- [What this task involves]
Copy the lines below verbatim, beginning with the line that includes "target | parked car" and continuing to the end; leave out everything before it.

- [Recorded information]
::::
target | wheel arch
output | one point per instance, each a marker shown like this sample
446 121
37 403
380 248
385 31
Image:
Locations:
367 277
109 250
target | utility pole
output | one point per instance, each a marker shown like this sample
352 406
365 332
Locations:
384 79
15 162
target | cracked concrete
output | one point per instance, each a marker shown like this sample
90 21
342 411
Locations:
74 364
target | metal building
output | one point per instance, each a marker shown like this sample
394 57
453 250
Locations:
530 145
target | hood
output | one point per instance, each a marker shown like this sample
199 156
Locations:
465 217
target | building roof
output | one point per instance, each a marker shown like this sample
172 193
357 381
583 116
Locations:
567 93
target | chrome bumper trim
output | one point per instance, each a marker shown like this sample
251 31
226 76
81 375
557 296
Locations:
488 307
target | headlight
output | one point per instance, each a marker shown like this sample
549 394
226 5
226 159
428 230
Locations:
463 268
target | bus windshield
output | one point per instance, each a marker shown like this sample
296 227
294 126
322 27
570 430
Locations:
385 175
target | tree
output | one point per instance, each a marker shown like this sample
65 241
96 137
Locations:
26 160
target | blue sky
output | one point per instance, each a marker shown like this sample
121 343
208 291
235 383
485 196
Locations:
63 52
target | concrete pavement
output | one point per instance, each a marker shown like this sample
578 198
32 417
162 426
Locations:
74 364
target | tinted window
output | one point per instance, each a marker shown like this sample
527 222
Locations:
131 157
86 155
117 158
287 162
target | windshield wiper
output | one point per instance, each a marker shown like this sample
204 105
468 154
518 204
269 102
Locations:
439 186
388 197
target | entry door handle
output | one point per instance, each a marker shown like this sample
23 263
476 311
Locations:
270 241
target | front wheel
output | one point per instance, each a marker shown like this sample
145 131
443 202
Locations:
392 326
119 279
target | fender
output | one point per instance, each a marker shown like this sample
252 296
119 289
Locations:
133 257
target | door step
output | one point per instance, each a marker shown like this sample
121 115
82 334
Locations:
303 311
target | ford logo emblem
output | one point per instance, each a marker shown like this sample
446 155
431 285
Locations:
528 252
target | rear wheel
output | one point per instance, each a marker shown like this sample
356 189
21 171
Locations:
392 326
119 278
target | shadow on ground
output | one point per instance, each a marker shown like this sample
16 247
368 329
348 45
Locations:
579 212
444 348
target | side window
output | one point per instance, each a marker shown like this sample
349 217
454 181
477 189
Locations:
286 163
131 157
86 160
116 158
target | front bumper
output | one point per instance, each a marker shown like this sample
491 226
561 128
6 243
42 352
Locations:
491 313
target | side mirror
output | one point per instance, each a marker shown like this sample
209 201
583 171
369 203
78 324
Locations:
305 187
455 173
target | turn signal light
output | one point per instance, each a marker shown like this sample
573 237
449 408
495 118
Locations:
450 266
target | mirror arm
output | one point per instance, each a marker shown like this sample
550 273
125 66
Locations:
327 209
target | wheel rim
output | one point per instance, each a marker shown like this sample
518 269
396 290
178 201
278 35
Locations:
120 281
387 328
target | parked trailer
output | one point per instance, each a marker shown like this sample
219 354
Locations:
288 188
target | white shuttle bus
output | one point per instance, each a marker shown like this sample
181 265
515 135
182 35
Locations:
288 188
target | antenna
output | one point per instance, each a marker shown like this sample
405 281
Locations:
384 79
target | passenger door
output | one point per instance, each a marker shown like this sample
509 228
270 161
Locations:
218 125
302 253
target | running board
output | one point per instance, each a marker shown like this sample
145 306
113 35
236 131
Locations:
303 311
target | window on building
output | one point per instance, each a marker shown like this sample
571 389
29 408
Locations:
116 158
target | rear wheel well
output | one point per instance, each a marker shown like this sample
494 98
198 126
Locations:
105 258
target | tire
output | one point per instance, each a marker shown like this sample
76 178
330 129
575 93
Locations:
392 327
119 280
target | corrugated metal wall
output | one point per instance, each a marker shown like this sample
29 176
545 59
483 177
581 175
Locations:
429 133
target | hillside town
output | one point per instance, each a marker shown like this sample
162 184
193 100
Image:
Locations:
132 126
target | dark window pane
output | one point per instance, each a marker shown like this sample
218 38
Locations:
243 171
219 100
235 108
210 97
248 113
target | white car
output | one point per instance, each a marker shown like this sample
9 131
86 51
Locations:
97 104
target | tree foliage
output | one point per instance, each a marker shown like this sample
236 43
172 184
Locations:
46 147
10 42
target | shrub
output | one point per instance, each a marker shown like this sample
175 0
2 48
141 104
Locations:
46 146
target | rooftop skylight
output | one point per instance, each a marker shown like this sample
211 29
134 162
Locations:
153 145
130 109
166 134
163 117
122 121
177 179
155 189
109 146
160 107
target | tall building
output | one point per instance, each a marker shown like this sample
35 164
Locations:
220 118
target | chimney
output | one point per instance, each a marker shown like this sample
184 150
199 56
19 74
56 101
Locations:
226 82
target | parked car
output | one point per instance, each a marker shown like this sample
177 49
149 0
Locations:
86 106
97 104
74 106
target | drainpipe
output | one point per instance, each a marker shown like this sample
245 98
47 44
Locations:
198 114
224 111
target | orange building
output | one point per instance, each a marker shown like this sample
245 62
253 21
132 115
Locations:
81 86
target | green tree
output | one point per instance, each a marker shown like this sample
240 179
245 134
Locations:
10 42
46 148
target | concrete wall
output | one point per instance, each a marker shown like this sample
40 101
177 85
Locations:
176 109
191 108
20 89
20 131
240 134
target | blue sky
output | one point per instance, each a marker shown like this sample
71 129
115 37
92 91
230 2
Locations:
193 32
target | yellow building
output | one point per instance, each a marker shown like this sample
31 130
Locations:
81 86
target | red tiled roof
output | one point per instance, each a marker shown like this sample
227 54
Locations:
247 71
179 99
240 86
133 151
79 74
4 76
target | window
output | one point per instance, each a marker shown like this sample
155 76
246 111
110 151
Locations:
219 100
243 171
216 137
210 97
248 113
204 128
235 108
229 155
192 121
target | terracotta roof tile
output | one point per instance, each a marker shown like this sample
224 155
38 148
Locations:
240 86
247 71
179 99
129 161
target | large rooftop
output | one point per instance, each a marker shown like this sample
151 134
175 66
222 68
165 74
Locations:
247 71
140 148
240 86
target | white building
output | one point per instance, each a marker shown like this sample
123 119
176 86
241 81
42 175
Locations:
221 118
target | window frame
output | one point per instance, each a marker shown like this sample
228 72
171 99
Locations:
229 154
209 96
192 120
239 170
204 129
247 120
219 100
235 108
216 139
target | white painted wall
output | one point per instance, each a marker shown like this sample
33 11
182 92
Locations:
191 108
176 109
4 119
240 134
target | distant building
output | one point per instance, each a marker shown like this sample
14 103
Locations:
::::
- [Full output]
target | parked car
output | one point per instance, each a marker shown like this sample
177 49
149 0
Locations:
86 106
97 104
74 106
target | drainpipe
output | one point per instance, each a marker shown like this sample
245 98
47 44
Locations:
198 114
224 111
target | orange building
output | one point per instance, each a marker shown like this sample
245 62
253 21
132 115
Locations:
81 86
target | green tree
output | one point per instance, each a marker shown like this sample
240 179
245 134
Locations:
10 42
46 148
target | concrete wall
output | one point per instance, each a marker shown like this sample
40 101
177 85
Locations:
176 109
191 108
20 89
20 131
240 134
target | blue sky
output | one point per instance, each a marker shown like this sample
71 129
115 37
92 91
230 2
Locations:
193 32
target | yellow building
output | one point per instance, each a marker shown like this sample
31 130
Locations:
81 86
target | red tiled roof
output | one point per instance, each a marker shown like this sample
227 54
Locations:
247 71
179 99
240 86
133 151
79 74
4 76
target | window
output | one point per instance, each a marker shown like this sample
155 76
246 111
110 151
Locations:
219 100
243 171
216 137
210 97
248 113
204 128
235 108
229 155
192 121
target | terracotta roof tile
output | one point per instance, each a marker shown like this sample
224 155
38 148
Locations:
240 86
247 71
179 99
129 161
target | large rooftop
output | one point per instance, each a marker shown like this sample
151 134
175 66
222 68
165 74
Locations:
247 71
140 148
240 86
target | white building
output | one point per instance, each a marker shown like this sample
123 119
176 86
241 81
42 175
Locations:
221 118
target | window frame
output | one point per instance, each a marker shown like this sample
228 72
171 99
Locations:
229 154
209 96
192 120
239 170
204 129
247 120
219 100
235 108
216 139
target | white painted wall
output | one point per instance, each a marker shown like this sample
33 11
182 92
Locations:
191 108
176 109
4 119
240 134
target | distant building
output | one point per instance, each a marker shown like this sample
14 103
Locations:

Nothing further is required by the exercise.